EU AI Act Risk Assessment Checklist & Template

EU AI Act Risk Assessment Checklist & Template

Document Version: 1.0
Based on: EU AI Act (Regulation (EU) 2024/1689)
Last Updated: [Date]

Implementation Timeline & Stage Gates

Stage

When to Perform

Key Deliverables

Stage 1: Conception

During initial AI system design

Initial Classification Report

Stage 2: Development

Throughout development phase

Risk Management Documentation, Data Governance Plan

Stage 3: Pre-Market

Before market placement

Technical Documentation, Conformity Assessment, CE Marking

Stage 4: Pre-Deployment

Before operational use

FRIA (if applicable), User Instructions

Stage 5: Post-Market

Continuous monitoring

Incident Reports, Monitoring Logs

Section 1: Initial Classification Assessment

Stage: Conception
Deliverable: Classification Determination Report

1.1 System Identification

Field

Information Required

Response

AI System Name

Official designation

_________

Version

Current version number

_________

Provider Name

Legal entity name

_________

Provider Registration

Company registration number

_________

Intended Purpose

Clear description of primary use

_________

Target Users

Who will deploy/use the system

_________

1.2 High-Risk Classification Screening

[Reference: Article 6]

Safety Component Check

Does your AI system fall under any of these categories?

  • Machinery (Annex I)

□ □ □ □

▶ _Problem set_:
- A) In the checklist, when is Stage 3: Pre-Market performed?
- B) Copy the checklist from "Target Users" to "of these categories?".

▶ _Data listing_:

□ □ □ □

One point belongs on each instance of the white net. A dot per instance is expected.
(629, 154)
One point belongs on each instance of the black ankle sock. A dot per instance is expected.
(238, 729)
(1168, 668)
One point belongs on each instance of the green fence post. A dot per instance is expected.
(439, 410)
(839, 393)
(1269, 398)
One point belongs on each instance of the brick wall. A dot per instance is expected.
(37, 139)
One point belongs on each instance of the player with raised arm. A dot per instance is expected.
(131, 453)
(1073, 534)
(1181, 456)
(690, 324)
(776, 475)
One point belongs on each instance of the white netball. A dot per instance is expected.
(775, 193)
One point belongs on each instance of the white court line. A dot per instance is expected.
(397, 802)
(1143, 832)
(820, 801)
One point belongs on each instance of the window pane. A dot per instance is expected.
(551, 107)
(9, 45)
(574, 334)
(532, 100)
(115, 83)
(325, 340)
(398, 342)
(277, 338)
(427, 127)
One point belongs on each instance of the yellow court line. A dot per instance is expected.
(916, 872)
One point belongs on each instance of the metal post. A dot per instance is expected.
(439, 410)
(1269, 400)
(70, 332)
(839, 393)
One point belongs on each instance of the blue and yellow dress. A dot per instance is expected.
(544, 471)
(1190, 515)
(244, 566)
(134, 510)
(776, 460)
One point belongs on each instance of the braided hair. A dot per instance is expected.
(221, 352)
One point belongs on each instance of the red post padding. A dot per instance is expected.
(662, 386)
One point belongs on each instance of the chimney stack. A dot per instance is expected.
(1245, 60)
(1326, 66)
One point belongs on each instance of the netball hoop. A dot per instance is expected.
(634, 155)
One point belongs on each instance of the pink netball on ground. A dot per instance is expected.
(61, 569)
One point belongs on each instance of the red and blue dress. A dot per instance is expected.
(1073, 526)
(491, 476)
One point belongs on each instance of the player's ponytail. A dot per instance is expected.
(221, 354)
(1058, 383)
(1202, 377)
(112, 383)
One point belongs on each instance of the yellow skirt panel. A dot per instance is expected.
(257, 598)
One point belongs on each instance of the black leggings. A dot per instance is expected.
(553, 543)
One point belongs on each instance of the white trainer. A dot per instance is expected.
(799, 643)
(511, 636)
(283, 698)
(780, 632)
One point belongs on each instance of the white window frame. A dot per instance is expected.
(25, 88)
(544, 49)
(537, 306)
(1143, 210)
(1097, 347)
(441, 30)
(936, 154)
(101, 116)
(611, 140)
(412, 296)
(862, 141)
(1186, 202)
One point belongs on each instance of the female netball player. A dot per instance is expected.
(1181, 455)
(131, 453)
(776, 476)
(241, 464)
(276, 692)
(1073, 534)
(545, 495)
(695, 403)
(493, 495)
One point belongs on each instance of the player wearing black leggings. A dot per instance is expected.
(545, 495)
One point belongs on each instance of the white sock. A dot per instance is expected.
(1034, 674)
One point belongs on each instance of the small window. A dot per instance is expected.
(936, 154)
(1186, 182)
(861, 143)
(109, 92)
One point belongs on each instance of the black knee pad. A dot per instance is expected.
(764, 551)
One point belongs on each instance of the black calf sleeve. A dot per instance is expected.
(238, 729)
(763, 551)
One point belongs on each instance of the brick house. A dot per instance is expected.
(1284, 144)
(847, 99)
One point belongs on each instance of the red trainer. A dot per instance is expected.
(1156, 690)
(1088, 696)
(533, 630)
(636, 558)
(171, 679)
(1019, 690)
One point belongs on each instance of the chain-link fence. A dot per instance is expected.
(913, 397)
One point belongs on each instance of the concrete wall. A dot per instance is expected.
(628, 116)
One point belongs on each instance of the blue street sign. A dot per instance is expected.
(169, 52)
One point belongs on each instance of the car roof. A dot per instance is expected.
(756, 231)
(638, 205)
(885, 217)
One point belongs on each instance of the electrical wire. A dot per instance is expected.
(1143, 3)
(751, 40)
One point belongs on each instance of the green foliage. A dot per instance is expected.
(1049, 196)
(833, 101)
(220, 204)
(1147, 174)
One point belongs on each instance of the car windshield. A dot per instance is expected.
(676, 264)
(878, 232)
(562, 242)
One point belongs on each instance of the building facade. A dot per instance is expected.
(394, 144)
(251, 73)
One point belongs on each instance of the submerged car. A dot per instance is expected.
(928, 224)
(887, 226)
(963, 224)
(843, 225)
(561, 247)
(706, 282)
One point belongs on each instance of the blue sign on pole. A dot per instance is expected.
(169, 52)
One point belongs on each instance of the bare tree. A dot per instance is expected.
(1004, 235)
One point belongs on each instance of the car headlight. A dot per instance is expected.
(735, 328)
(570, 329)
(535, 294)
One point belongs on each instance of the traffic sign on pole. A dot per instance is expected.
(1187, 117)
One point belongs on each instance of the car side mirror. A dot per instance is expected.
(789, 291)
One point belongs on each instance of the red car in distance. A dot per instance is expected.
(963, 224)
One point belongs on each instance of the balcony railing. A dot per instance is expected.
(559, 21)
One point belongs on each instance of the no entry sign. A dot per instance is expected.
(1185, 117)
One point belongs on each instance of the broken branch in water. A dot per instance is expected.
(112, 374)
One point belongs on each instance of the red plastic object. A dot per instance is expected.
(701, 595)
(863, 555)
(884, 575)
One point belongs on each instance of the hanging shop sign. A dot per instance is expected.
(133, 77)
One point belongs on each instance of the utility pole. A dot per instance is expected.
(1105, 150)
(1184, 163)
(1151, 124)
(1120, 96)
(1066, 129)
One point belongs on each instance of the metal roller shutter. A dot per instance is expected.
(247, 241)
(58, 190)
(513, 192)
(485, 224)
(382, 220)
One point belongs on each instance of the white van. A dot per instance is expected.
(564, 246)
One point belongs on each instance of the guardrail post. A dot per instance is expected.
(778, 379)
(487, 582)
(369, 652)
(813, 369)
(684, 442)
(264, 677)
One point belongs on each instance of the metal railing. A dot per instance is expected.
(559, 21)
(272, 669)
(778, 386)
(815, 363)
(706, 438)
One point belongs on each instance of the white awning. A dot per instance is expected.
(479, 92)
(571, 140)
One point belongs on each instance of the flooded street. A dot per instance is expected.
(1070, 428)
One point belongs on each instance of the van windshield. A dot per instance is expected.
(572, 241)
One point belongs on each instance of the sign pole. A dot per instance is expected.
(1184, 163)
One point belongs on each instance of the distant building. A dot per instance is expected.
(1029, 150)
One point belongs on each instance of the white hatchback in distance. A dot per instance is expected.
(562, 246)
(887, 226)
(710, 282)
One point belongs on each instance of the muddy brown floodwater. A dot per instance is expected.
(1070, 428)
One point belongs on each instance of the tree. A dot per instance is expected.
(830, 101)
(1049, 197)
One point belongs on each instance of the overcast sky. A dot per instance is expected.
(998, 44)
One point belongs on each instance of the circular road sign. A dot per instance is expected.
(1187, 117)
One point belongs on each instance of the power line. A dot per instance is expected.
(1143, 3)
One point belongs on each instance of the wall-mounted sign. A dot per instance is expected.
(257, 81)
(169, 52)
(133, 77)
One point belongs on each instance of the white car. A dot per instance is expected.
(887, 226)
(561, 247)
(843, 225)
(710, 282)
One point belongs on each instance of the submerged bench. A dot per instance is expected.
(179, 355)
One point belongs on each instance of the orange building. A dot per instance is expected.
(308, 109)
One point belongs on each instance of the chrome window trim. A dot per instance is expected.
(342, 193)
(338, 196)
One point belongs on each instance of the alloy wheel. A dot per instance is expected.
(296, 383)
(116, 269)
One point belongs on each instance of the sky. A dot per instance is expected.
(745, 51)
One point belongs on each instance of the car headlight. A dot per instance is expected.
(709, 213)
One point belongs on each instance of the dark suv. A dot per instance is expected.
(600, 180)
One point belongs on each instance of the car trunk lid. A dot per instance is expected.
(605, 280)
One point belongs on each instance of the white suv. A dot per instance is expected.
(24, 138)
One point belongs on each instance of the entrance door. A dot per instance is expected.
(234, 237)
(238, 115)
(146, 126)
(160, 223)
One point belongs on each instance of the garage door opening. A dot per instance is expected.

□ □ □ □

▶ _Your written answers_:
- A) Before market placement.

- B)
Target Users

Who will deploy/use the system

_________

1.2 High-Risk Classification Screening

[Reference: Article 6]

Safety Component Check

Does your AI system fall under any of these categories?